**Required task:** Return the records below word for word, leaving out the pictures.

**Material for the task:**
════════════════════

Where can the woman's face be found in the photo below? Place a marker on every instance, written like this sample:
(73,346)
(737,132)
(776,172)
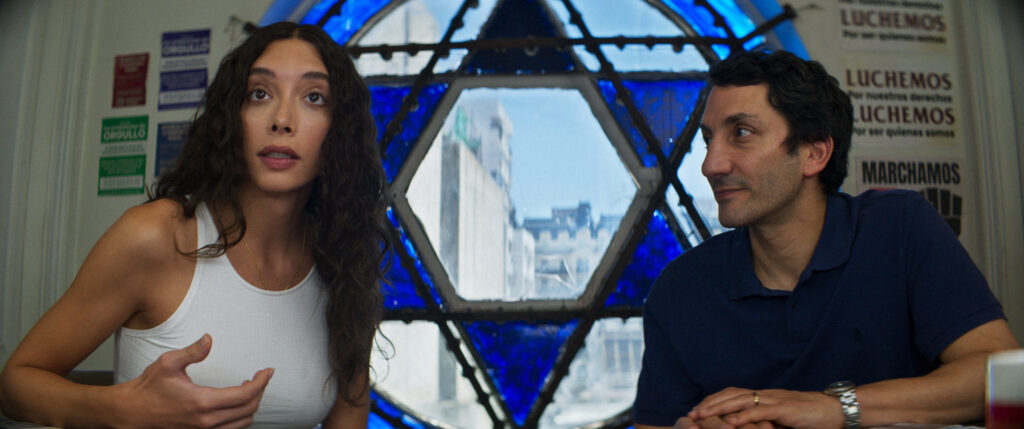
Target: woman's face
(286,117)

════════════════════

**Solution for this task:**
Where can the woman's face be found in the photo below? Place a marker on every instance, written like this sample:
(73,346)
(737,132)
(776,172)
Target: woman's face
(286,117)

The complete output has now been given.